[[ PAGE EXCERPT open ]]
Not to be mistaken with the drug of the same name in the United States, this kush is spreading in countries across West Africa and is made of of different substances.

According to the Telegraph, this kush is made of a mixture of several substances, including cannabis, fentanyl, tramadol, formalin, formaldehyde, and, it is rumored, ground-up human bones.

It is believed that around one million people in the region are addicted to this “zombie” drug.

The drug has become commonplace across Sierra Leone, with whole neighbourhoods and communities addicted to the narcotic. But putting a precise figure on usage rates is difficult.

The Sierra Leone Psychiatric Teaching Hospital in Freetown says it has been overwhelmed with addicts in recent years. The number of referrals keeps rising on a daily basis, and many are sedated upon arrival at the facility due to their violent tendencies.

“We have already recorded nearly 2,000 cases of kush addicts in 2023 at the hospital. Many are dying in homes and on the streets,” Dr. Jusu Mattia, acting medical superintendent at the Sierra Leone Psychiatric Teaching Hospital, told the Telegraph.

Kush users have been reported to repeatedly bang their heads against walls, walk into traffic, and fall from high places to their deaths.
[[ PAGE EXCERPT closed ]]
[[ RECORD SET open ]]
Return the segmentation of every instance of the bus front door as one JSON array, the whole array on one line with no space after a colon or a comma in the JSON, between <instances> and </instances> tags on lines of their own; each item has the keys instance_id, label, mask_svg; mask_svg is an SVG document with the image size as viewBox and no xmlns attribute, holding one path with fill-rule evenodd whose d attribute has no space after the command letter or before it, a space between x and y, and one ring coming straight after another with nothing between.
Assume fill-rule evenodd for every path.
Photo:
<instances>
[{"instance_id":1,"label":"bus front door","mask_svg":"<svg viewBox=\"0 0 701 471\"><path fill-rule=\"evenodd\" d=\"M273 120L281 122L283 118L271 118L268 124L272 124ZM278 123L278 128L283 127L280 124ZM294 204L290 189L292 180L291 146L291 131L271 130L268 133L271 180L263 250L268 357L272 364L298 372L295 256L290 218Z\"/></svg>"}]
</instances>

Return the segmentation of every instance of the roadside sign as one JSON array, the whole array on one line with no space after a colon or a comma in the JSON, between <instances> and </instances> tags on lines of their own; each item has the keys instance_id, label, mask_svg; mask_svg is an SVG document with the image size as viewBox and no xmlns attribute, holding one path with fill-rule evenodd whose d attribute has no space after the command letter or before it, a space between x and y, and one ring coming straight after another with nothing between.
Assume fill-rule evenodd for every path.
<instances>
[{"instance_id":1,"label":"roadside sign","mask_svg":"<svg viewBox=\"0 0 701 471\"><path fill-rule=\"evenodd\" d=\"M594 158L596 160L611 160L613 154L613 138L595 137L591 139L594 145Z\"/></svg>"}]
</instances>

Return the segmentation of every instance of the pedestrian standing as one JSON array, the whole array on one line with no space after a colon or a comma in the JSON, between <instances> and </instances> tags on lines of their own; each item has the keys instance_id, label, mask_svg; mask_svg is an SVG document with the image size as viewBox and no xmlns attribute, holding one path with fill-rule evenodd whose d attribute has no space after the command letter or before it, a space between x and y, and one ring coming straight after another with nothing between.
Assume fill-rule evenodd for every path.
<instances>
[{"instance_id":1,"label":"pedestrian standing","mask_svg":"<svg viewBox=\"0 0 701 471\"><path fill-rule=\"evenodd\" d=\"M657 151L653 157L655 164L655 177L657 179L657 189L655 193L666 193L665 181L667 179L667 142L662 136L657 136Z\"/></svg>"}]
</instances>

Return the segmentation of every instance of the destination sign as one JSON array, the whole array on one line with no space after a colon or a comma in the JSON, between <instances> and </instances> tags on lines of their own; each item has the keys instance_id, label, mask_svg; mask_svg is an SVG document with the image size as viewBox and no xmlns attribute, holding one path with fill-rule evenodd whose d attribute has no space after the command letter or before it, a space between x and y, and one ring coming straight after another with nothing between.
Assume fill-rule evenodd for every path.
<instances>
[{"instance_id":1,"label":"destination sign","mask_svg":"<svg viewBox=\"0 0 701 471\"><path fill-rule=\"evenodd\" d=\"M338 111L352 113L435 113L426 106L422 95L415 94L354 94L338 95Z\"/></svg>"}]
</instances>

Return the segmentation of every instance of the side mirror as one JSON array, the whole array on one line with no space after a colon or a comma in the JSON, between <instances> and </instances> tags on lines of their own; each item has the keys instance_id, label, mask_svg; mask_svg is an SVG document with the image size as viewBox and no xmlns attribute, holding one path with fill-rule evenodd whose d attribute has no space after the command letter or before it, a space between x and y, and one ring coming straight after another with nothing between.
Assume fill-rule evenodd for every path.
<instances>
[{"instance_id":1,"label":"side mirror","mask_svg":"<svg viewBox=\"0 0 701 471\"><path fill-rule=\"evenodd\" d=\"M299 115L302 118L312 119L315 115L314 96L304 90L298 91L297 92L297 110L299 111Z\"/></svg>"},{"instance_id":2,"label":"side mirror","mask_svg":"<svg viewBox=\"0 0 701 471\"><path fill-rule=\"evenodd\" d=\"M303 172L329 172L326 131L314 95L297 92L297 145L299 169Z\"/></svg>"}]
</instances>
[[ RECORD SET closed ]]
## REQUIRED ACTION
Quote the text on the drug kush in West Africa in full, word for word. The dataset entries are separate material and have no connection to the text on the drug kush.

## RESULT FOR THIS TASK
Not to be mistaken with the drug of the same name in the United States, this kush is spreading in countries across West Africa and is made of of different substances.

According to the Telegraph, this kush is made of a mixture of several substances, including cannabis, fentanyl, tramadol, formalin, formaldehyde, and, it is rumored, ground-up human bones.

It is believed that around one million people in the region are addicted to this “zombie” drug.

The drug has become commonplace across Sierra Leone, with whole neighbourhoods and communities addicted to the narcotic. But putting a precise figure on usage rates is difficult.

The Sierra Leone Psychiatric Teaching Hospital in Freetown says it has been overwhelmed with addicts in recent years. The number of referrals keeps rising on a daily basis, and many are sedated upon arrival at the facility due to their violent tendencies.

“We have already recorded nearly 2,000 cases of kush addicts in 2023 at the hospital. Many are dying in homes and on the streets,” Dr. Jusu Mattia, acting medical superintendent at the Sierra Leone Psychiatric Teaching Hospital, told the Telegraph.

Kush users have been reported to repeatedly bang their heads against walls, walk into traffic, and fall from high places to their deaths.